EXERCISE 1: In the warrant disclosure for the fiscal year ended March 31, 2013, what exercise price applies to the warrants issued on June 19, 2012?
EXERCISE 2: Translate this sentence from the warrant disclosure into Spanish: "Those warrants were on the same terms as those received by the investors in the bridge financing with a term of five years and an exercise price of $0.11."
EXERCISE 3: Proceed with the warrant disclosure for the fiscal year ended March 31, 2013, starting after its last sentence.

-- Start QUOTED PASSAGE --

Fiscal Year Ended March 31, 2013:

 

In April 2012, we issued warrants to purchase 1,617,459 shares of Common Stock to the placement firm that arranged $1 million in bridge financing in the fiscal year ended March 31, 2012. Those warrants were on the same terms as those received by the investors in the bridge financing with a term of five years and an exercise price of $0.11.

 

On April 5, 2012, under the unit subscription agreement noted above, we issued Warrants to purchase 1,250,000 shares of Common Stock. The Warrants are exercisable for a period of seven years from the date of issuance at an exercise price of $0.125, subject to adjustments for stock splits, stock dividends, recapitalizations and the like. The Purchaser may exercise the Warrant on a cashless basis if the shares of common stock underlying the Warrant are not then registered pursuant to an effective registration statement. In the event the Purchaser exercises the Warrant on a cashless basis, we will not receive any proceeds.  There are no registration rights with respect to the Warrants or the Warrant Shares.

 

On June 19, 2012, under the unit subscription agreement noted above, we issued Warrants to purchase 4,111,111 shares of Common Stock. The Warrants are exercisable for a period of seven years from the date of issuance at an exercise price of $0.108, subject to adjustments for stock splits, stock dividends, recapitalizations and the like. The Purchaser may exercise the Warrant on a cashless basis if the shares of common stock underlying the Warrant are not then registered pursuant to an effective registration statement. In the event the Purchaser exercises the Warrant on a cashless basis, we will not receive any proceeds.  There are no registration rights with respect to the Warrants or the Warrant Shares.

  

On June 26, 2012, under the unit subscription agreement noted above, we issued Warrants to purchase 69,911 shares of Common Stock. The Warrants are exercisable for a period of seven years from the date of issuance at an exercise price of $0.107, subject to adjustments for stock splits, stock dividends, recapitalizations and the like. The Purchaser may exercise the Warrant on a cashless basis if the shares of common stock underlying the Warrant are not then registered pursuant to an effective registration statement. In the event the Purchaser exercises the Warrant on a cashless basis, we will not receive any proceeds.  There are no registration rights with respect to the Warrants or the Warrant Shares.

 

In July 2012, we issued 461,409 shares of common stock to the holder of a $25,000 October & November 2009 10% Convertible Note in exchange for the value of the principal and related accrued interest of $8,000 under the same terms that we used to sell units consisting of one share of common stock and one-half of a stock purchase warrant on June 29, 2012. As part of that structure, the noteholder also received seven year warrants to purchase 230,705 share of common stock at a price of $0.107 per share.

 

On August 29, 2012, under the unit subscription agreement noted above, we issued Warrants to purchase 1,693,750 shares of Common Stock. The Warrants are exercisable for a period of seven years from the date of issuance at an exercise price of $0.12 per share, subject to adjustments for stock splits, stock dividends, recapitalizations and the like. The Purchaser may exercise the Warrant on a cashless basis if the shares of common stock underlying the Warrant are not then registered pursuant to an effective registration statement. In the event the Purchaser exercises the Warrant on a cashless basis, we will not receive any proceeds.  There are no registration rights with respect to the Warrants or the Warrant Shares.

-- End QUOTED PASSAGE --
-- Start INFORMATION SUPPLIED --

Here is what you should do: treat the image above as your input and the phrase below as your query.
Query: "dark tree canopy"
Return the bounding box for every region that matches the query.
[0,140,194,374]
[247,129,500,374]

-- End INFORMATION SUPPLIED --

RIGHT ANSWER 1: $0.108 per share.

RIGHT ANSWER 2: Esos warrants tenían los mismos términos que los recibidos por los inversionistas del financiamiento puente, con un plazo de cinco años y un precio de ejercicio de $0.11.

RIGHT ANSWER 3:
 

In October 2012, under the unit subscription agreement noted above, we issued Warrants to purchase 911,707 shares of Common Stock. The Warrants are exercisable for a period of seven years from the date of issuance at an average exercise price of $0.111 per share, subject to adjustments for stock splits, stock dividends, recapitalizations and the like. The Purchaser may exercise the Warrant on a cashless basis if the shares of common stock underlying the Warrant are not then registered pursuant to an effective registration statement. In the event the Purchaser exercises the Warrant on a cashless basis, we will not receive any proceeds.  There are no registration rights with respect to the Warrants or the Warrant Shares.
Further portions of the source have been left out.